Stored data entries
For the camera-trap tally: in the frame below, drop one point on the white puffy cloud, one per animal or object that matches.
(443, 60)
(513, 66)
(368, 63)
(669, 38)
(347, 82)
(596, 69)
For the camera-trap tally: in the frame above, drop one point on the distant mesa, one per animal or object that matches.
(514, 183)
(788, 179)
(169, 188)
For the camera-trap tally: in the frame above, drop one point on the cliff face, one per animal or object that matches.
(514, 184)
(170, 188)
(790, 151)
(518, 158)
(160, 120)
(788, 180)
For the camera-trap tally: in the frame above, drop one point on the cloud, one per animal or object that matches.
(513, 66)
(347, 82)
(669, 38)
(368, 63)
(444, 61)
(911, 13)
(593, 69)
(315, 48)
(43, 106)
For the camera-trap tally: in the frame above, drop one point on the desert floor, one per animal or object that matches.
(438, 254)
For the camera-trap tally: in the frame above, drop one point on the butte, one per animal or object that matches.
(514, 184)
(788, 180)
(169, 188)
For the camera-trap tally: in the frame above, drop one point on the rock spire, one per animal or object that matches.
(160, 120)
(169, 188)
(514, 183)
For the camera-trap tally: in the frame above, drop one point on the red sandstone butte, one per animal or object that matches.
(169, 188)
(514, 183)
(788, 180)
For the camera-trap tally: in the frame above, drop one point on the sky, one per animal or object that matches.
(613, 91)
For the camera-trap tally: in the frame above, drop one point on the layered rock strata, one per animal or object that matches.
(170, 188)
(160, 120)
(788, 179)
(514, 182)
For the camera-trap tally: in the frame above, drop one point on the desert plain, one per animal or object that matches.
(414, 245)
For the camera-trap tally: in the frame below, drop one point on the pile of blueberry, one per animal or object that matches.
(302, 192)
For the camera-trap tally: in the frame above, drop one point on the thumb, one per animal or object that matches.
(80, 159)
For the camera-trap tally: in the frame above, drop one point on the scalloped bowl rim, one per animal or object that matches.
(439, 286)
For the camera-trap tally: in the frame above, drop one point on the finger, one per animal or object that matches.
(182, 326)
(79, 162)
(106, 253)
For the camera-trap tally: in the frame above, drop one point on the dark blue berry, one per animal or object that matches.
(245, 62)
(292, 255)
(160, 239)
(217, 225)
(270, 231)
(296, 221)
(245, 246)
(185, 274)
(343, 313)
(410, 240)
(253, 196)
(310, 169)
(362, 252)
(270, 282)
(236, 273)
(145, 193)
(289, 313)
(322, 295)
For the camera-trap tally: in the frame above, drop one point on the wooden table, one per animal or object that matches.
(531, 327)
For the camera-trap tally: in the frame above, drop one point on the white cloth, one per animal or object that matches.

▸ **Directions for this task**
Copy every record above exactly as it stands.

▸ **Output below**
For the camera-trap tally: in the frame below, drop one point on the white puffy cloud, one per animal or object that matches.
(443, 60)
(513, 66)
(368, 63)
(669, 38)
(347, 82)
(596, 69)
For the camera-trap tally: in the frame above, drop one point on the distant mesa, one per animal or object that matches.
(514, 183)
(788, 179)
(169, 188)
For the camera-trap tally: in the frame above, drop one point on the cliff face, one per animal or object that matches.
(514, 184)
(170, 188)
(790, 151)
(518, 158)
(160, 120)
(788, 180)
For the camera-trap tally: in the frame above, drop one point on the cloud, one per animal or object that matches.
(513, 66)
(347, 82)
(669, 38)
(368, 63)
(444, 61)
(911, 13)
(593, 69)
(315, 48)
(43, 106)
For the camera-trap tally: in the frame above, drop one point on the desert floor, one per animal or object that matches.
(438, 254)
For the camera-trap tally: in the frame above, drop one point on the butte, one per animal or object that matches.
(514, 184)
(788, 180)
(169, 188)
For the camera-trap tally: in the frame above, drop one point on the rock spire, one per animal or object that matches.
(160, 120)
(169, 188)
(514, 183)
For the camera-trap tally: in the frame above, drop one point on the red sandstone butte, one per animal or object that matches.
(169, 188)
(514, 183)
(788, 180)
For the camera-trap tally: in the frame above, drop one point on the sky, one per animal or object that matches.
(613, 91)
For the camera-trap tally: in the frame above, drop one point on the layered rock strata, one per animal or object that matches.
(170, 188)
(160, 120)
(788, 179)
(514, 182)
For the camera-trap tally: in the frame above, drop one point on the desert plain, one per animal or object that matches.
(414, 245)
For the camera-trap tally: in the frame below, drop one point on the pile of blueberry, one per animal or object that matches.
(302, 192)
For the camera-trap tally: in the frame above, drop one point on the thumb, one per animal or object that matches.
(80, 159)
For the camera-trap tally: in the frame above, drop one point on the scalloped bowl rim, one per animal or object that matches.
(439, 286)
For the camera-trap tally: in the frame above, drop one point on the finger, one per animal or object that matches.
(182, 326)
(79, 162)
(106, 253)
For the camera-trap tally: in the frame above, drop one point on the dark blue berry, one per animal or object that matches.
(245, 62)
(292, 255)
(160, 239)
(217, 225)
(270, 231)
(296, 221)
(245, 246)
(185, 274)
(343, 313)
(410, 240)
(253, 196)
(310, 169)
(362, 252)
(270, 282)
(236, 273)
(145, 193)
(289, 313)
(322, 295)
For the camera-trap tally: in the frame above, drop one point on the wooden table, one per animal or object that matches.
(531, 327)
For the camera-trap tally: in the frame above, drop one point on the white cloth, one per animal or object that matches.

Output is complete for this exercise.